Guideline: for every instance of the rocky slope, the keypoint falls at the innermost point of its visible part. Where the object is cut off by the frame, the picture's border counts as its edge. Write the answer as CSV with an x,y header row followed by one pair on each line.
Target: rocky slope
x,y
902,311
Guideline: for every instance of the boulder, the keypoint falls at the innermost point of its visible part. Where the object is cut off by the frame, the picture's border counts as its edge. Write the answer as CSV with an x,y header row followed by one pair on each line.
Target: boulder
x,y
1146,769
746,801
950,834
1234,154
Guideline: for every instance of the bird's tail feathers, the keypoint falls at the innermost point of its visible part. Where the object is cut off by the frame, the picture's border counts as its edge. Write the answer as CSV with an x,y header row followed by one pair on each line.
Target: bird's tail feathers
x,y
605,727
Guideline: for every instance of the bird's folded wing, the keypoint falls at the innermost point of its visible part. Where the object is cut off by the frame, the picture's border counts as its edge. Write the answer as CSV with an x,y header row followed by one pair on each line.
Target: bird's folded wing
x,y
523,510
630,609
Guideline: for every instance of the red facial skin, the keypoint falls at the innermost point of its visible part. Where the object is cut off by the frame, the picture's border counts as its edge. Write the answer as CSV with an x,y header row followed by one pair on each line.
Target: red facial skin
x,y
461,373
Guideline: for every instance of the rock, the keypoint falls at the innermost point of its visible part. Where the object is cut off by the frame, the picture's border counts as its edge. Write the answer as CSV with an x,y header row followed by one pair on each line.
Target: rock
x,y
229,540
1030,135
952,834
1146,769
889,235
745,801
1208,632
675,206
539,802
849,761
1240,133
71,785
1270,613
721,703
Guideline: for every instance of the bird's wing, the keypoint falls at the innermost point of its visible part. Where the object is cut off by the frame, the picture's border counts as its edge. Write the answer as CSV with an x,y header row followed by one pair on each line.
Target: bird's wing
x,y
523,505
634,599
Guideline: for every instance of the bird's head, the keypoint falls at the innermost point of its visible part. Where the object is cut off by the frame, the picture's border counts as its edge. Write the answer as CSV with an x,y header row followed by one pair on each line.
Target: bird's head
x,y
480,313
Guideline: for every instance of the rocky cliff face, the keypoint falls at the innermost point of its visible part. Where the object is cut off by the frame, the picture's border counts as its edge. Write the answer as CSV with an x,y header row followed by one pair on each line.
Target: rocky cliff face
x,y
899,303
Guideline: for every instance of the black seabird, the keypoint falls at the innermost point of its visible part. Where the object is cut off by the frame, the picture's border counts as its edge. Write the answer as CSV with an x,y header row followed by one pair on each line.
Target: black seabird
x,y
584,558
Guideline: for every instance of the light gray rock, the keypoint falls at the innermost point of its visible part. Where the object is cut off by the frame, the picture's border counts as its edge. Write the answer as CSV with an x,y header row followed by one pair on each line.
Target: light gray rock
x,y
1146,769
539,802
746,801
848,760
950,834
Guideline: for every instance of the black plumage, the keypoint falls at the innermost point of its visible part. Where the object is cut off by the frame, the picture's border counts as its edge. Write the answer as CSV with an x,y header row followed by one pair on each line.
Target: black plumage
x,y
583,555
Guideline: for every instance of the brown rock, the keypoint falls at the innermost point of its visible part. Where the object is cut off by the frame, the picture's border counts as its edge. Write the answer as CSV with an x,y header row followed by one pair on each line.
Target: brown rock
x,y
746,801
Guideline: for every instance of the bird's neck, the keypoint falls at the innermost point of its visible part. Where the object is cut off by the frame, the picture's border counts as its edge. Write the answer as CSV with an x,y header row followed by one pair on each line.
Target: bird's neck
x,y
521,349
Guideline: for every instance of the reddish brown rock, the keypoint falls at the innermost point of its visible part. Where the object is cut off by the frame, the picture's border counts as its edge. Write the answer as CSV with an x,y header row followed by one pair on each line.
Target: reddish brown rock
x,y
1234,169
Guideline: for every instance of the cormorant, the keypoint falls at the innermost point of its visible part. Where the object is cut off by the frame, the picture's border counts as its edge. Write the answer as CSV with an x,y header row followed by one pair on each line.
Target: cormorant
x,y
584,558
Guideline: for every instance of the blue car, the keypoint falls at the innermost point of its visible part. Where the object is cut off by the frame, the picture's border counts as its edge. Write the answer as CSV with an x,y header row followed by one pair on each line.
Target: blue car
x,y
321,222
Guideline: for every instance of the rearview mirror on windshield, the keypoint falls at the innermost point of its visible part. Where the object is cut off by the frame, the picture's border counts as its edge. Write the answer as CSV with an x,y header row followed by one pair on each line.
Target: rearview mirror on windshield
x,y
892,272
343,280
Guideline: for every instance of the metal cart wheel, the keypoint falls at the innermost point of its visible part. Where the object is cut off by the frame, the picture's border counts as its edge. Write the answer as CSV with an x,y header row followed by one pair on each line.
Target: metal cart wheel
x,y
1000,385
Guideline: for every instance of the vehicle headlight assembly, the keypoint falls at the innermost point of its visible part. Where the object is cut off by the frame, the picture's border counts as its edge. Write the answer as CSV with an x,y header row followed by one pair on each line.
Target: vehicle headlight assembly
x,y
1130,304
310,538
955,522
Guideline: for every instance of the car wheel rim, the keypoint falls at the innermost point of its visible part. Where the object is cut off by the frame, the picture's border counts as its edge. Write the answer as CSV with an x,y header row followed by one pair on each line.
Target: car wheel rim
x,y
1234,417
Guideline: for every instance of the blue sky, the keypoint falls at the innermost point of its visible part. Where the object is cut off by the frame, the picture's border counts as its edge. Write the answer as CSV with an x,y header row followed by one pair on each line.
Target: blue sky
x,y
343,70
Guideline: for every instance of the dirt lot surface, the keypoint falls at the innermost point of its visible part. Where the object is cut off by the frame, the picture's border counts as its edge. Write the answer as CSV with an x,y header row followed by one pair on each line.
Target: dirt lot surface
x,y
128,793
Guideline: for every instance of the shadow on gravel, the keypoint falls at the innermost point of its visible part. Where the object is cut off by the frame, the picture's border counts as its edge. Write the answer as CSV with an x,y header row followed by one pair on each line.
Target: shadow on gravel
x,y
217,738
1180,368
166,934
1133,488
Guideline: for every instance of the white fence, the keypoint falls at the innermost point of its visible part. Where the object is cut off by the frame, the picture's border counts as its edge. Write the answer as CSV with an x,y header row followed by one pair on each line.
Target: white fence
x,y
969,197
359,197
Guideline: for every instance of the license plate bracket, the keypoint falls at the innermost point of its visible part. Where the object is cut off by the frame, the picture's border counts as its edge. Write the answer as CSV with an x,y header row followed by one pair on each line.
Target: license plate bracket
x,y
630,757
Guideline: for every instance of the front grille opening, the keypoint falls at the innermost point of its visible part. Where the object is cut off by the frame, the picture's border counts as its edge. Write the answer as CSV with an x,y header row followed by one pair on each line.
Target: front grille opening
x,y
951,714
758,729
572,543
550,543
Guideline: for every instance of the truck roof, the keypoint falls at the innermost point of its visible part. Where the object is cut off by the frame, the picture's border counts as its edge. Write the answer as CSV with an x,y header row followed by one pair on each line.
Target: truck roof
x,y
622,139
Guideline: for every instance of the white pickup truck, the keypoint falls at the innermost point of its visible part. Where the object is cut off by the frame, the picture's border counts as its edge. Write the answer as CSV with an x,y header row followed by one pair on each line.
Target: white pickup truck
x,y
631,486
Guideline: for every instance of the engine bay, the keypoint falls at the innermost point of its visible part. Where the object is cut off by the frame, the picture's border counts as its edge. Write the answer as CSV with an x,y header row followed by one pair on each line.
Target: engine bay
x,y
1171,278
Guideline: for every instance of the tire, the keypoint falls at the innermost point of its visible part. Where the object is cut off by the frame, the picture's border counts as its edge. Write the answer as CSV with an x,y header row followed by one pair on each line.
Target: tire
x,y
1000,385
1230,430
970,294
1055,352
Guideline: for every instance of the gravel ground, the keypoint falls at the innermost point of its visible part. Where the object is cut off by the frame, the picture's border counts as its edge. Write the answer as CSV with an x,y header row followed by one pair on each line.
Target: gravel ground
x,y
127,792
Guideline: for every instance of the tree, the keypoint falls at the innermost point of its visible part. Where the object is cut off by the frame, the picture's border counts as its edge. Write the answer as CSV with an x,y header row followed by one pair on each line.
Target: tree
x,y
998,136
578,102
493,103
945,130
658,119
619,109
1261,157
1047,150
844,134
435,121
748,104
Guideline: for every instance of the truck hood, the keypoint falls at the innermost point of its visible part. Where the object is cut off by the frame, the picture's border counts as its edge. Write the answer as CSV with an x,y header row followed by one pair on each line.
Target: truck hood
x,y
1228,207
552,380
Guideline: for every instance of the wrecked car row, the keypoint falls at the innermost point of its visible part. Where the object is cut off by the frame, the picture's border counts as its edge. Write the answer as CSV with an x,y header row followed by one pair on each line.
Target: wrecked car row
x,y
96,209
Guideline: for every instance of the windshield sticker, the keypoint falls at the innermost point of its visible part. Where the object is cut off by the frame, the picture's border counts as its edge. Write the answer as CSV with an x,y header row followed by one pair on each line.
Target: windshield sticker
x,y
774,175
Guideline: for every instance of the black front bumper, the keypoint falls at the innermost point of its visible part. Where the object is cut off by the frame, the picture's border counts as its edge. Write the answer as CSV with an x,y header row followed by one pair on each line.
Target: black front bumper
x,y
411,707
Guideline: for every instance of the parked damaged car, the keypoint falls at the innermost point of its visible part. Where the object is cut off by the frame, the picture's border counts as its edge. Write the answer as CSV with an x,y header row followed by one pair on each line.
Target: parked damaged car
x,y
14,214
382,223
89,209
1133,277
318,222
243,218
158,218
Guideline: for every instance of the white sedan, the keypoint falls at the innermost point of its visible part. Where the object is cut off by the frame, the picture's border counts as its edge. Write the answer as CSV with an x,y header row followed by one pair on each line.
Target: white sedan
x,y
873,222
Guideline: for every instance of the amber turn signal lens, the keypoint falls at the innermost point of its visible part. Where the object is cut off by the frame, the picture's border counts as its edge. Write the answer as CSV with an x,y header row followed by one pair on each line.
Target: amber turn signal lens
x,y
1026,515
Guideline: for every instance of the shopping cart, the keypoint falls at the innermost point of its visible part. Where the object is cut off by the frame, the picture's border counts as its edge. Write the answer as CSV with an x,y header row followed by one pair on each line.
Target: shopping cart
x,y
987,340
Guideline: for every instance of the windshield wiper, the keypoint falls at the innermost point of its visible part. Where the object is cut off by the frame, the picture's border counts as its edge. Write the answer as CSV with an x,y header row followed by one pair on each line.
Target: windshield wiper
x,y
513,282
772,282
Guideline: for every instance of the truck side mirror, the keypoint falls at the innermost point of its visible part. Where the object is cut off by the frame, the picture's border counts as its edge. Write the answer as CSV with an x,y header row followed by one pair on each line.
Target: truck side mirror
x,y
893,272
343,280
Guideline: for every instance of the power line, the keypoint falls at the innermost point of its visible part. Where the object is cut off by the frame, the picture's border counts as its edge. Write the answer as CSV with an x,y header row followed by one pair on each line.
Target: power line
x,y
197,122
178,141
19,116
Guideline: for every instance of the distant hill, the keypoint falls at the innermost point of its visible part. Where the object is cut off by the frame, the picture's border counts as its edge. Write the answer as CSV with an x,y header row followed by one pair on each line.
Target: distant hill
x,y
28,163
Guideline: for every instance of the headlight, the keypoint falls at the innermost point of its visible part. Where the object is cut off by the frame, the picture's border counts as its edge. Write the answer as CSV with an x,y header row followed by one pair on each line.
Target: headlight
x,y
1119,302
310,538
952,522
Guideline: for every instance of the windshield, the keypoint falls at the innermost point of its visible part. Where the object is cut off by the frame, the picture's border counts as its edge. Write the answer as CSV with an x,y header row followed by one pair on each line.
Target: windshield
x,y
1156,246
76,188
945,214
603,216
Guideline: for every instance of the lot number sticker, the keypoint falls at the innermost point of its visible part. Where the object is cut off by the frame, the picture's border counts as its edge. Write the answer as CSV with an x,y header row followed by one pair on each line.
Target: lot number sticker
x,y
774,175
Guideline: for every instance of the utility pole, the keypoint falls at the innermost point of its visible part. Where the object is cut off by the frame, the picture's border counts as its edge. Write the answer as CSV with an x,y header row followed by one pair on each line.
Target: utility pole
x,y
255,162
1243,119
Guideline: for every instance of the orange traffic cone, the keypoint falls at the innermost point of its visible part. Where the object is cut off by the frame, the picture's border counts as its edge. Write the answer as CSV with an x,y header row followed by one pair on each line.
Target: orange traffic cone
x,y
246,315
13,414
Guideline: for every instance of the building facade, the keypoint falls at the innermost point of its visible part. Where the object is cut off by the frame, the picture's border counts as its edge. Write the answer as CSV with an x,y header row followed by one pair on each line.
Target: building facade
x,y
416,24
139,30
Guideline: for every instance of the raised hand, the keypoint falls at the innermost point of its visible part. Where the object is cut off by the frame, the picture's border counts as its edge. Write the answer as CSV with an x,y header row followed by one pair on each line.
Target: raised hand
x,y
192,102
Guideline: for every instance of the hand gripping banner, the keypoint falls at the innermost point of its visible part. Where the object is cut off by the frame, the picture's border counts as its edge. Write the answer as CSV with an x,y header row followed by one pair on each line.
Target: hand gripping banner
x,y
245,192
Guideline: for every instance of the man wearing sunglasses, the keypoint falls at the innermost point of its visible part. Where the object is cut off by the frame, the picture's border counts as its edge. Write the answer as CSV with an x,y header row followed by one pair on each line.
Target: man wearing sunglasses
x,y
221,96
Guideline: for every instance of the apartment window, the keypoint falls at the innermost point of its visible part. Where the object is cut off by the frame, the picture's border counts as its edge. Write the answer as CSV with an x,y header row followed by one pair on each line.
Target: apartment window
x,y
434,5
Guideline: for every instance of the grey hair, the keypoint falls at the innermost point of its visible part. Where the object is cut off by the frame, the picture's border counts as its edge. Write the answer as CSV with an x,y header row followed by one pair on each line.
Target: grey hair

******

# Task objective
Transcribe exactly, and only, the lines from the one holding "Target: man wearing sunglasses" through the final line of the listing.

# Written response
Target: man wearing sunglasses
x,y
221,96
Guideline: for every instance of the apartment window, the keypoint falls at the innermost point of its visible part. Where the object is cut off by the frame, the picture's border counts as its edge. Write the answer as CSV with an x,y header row followed by one pair on each line.
Target: apartment window
x,y
434,5
Guideline: for every instance of the grey hair, the keypoint falls at the innermost point of its visible part. Where the object is cut off by the frame, the picture's border counts as its edge. Write the answer as CSV with an x,y header row followed by one pair on each line.
Target: grey hair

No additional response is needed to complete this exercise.